• WHAT TO WORK ON
Take the line that contains "Mark every instance of the blue hockey" as the first line and the final line of the records as the last; return exactly those lines and the lines between.

Photo-based referring expression data:
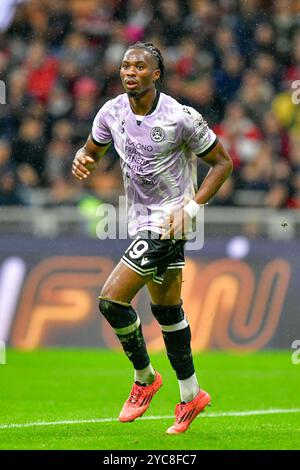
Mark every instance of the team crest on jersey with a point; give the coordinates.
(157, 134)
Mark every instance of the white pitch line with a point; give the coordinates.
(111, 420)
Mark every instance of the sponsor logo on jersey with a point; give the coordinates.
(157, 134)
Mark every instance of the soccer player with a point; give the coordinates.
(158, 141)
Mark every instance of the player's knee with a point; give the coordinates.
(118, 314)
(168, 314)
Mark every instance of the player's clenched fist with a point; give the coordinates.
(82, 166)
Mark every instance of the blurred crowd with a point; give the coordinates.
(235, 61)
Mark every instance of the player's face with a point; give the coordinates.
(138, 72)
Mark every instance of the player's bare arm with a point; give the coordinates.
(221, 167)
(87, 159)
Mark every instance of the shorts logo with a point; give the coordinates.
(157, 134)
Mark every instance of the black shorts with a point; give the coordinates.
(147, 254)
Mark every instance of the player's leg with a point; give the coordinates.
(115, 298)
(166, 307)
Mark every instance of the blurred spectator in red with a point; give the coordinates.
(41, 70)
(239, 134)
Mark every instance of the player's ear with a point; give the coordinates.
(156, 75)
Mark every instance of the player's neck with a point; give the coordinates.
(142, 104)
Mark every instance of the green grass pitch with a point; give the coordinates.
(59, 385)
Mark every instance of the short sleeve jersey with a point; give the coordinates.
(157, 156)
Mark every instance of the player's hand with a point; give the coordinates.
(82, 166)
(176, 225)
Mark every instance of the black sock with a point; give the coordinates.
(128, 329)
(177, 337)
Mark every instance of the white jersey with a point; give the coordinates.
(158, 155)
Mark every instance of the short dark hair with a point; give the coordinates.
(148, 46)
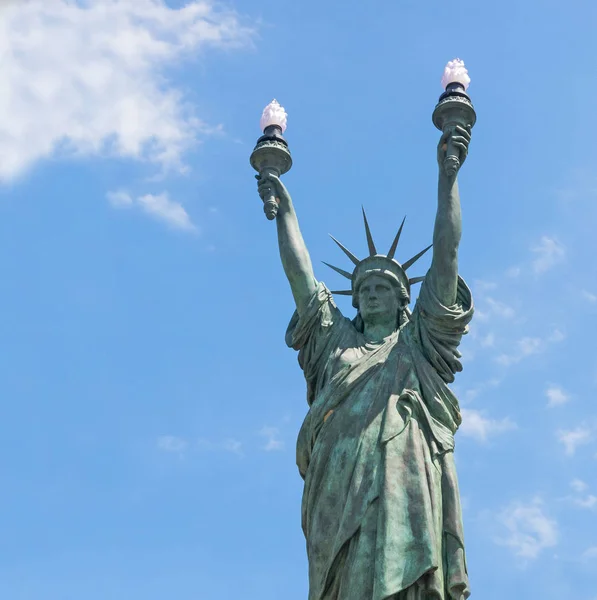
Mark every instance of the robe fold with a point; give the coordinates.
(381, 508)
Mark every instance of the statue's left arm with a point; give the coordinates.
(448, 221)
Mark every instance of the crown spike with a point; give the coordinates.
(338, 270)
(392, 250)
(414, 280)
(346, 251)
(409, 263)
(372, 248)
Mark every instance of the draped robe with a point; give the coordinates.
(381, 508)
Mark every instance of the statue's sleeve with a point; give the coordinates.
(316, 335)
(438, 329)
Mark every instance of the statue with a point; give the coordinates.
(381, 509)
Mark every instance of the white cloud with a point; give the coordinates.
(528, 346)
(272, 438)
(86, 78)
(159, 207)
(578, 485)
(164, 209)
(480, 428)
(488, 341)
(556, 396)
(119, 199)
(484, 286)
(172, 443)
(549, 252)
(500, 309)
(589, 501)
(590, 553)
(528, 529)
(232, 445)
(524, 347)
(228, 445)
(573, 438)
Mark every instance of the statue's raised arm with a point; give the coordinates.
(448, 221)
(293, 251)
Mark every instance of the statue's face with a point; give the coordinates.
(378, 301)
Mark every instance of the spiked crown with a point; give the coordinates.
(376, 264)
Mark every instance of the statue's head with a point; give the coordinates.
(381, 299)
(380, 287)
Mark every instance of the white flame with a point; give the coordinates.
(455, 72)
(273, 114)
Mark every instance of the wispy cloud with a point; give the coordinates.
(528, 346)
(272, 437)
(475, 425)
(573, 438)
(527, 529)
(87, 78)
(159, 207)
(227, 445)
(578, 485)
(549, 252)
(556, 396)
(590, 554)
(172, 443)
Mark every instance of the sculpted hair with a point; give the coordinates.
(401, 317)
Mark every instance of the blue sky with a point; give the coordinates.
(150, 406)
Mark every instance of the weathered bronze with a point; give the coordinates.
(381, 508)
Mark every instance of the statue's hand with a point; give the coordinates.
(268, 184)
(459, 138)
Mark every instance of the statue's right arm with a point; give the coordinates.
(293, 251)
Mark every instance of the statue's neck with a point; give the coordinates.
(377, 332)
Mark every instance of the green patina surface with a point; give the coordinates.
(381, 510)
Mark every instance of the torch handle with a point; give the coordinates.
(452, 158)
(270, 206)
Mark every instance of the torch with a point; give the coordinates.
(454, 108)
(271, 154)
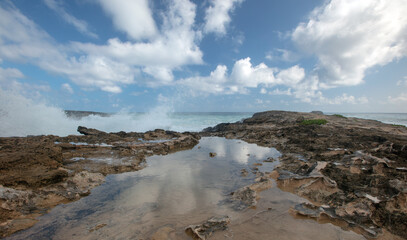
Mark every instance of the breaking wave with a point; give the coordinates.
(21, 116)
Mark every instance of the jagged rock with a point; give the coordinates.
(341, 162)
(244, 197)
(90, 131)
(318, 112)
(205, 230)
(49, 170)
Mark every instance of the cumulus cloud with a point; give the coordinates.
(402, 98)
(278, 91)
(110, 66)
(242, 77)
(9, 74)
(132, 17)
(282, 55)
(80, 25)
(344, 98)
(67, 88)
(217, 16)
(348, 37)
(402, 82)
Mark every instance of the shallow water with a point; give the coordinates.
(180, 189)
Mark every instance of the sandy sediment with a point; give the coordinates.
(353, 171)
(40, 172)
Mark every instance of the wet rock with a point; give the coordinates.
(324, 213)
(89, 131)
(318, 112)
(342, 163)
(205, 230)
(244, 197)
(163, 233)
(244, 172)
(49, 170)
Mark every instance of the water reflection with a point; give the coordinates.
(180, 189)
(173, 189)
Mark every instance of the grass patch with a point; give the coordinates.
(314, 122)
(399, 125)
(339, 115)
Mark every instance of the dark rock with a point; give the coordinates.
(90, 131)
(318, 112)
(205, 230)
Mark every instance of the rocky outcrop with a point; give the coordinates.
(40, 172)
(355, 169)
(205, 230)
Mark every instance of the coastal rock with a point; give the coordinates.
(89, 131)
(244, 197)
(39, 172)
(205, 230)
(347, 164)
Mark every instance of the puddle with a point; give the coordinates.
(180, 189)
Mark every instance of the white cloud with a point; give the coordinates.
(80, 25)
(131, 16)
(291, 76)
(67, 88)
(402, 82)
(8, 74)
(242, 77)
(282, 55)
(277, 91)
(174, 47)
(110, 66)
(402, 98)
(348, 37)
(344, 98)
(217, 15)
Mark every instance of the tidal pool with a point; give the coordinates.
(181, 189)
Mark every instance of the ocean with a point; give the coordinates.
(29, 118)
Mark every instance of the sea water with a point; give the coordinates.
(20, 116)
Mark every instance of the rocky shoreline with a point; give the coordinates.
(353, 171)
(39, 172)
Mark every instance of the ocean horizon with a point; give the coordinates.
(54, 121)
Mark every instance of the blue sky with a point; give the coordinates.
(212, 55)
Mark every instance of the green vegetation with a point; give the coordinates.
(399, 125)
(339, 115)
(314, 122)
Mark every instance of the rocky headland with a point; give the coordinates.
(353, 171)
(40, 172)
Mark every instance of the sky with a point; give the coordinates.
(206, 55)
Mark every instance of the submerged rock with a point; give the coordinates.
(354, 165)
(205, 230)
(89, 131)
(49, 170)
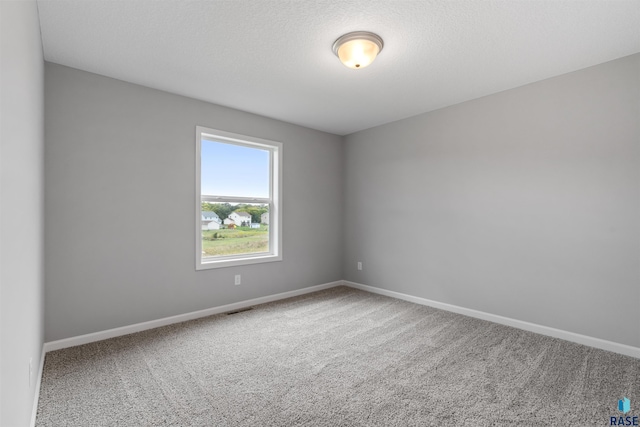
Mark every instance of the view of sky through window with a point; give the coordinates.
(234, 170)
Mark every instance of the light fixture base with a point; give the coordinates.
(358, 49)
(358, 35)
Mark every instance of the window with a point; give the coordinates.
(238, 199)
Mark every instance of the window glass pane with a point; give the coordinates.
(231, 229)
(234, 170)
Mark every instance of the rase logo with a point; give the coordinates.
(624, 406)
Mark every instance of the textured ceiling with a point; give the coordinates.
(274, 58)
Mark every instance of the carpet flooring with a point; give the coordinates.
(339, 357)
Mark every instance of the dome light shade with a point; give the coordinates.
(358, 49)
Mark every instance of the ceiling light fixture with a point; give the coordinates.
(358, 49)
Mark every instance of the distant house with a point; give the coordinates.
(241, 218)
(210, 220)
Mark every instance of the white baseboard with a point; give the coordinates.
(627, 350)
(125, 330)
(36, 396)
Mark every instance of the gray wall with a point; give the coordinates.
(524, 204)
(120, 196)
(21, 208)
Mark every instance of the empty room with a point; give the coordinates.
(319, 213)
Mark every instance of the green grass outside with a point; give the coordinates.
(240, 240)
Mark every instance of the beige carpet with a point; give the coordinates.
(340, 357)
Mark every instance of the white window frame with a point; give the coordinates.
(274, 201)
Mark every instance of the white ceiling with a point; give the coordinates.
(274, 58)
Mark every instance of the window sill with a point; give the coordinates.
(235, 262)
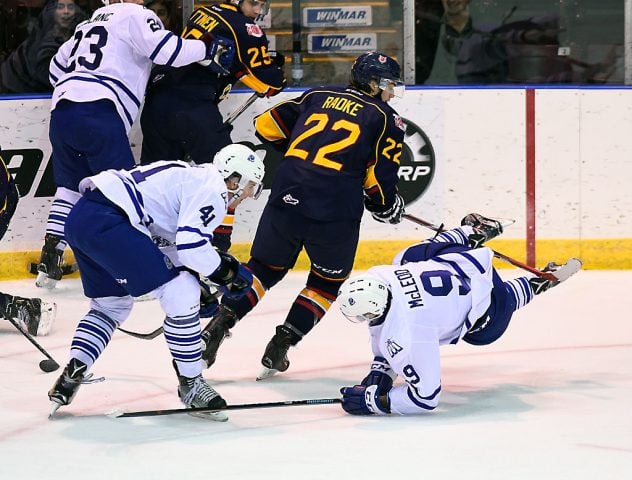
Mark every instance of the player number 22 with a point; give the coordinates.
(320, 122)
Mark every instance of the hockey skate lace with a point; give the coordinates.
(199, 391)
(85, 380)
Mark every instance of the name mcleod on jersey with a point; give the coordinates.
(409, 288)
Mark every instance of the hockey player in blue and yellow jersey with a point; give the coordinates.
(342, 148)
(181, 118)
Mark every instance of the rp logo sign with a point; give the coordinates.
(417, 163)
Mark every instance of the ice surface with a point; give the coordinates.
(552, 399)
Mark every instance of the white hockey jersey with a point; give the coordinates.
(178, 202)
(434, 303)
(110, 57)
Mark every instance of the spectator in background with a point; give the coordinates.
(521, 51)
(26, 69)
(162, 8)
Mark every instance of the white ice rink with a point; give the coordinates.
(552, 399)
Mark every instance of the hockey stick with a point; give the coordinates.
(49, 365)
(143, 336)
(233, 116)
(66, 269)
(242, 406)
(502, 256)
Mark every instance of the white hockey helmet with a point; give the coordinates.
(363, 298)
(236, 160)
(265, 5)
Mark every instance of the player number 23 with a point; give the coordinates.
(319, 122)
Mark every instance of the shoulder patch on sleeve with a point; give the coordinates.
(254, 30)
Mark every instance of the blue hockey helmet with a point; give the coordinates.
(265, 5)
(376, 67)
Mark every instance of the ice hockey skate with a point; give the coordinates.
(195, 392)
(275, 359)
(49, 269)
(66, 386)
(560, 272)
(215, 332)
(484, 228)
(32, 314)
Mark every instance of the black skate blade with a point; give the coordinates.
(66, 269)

• RESPONSE TO THE TASK
Mark every instance of the blue hockey helmet with a point; give the coordinates.
(265, 5)
(376, 67)
Mark every instance of the ice hockey skate with a point; give the coordinates.
(195, 392)
(275, 359)
(49, 269)
(66, 386)
(560, 272)
(215, 332)
(484, 228)
(32, 314)
Mark every instance of the black skate blade with a point; give the coordinates.
(66, 269)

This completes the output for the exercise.